* What to do
Please filter the entries below down to every line that contains the string "Target", and copy those lines. Matching is case-sensitive.

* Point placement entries
(begin)

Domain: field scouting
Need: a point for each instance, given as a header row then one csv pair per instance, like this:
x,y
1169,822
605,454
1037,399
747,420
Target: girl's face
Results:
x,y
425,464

(end)
(begin)

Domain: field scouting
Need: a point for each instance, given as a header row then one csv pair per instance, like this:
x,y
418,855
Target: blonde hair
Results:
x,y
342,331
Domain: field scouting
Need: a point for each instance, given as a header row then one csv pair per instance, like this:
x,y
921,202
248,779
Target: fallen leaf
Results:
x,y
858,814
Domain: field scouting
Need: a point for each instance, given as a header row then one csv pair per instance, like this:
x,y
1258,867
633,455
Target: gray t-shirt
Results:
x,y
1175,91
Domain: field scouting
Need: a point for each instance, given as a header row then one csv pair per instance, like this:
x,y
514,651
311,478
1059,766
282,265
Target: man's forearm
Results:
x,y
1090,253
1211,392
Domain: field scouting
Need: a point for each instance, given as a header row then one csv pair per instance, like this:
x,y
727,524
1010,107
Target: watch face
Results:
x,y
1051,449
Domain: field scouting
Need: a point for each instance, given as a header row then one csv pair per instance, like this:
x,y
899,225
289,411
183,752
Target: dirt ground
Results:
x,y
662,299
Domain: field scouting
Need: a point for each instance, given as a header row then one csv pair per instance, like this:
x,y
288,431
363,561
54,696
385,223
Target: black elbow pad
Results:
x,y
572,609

(end)
(begin)

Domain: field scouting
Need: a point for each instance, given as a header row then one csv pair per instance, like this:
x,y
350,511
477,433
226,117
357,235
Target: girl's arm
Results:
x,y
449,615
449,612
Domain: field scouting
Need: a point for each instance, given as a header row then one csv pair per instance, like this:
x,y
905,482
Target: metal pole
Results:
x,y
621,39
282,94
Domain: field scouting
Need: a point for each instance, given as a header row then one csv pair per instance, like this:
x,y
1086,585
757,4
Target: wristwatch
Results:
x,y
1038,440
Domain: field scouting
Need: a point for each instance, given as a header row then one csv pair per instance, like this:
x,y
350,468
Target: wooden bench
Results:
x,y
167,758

(end)

* Exercise response
Target: girl's face
Target: blonde hair
Target: fallen leaf
Target: gray t-shirt
Target: man's forearm
Target: watch face
Target: dirt ground
Target: black elbow pad
Target: girl's arm
Target: metal pole
Target: wristwatch
Target: wooden bench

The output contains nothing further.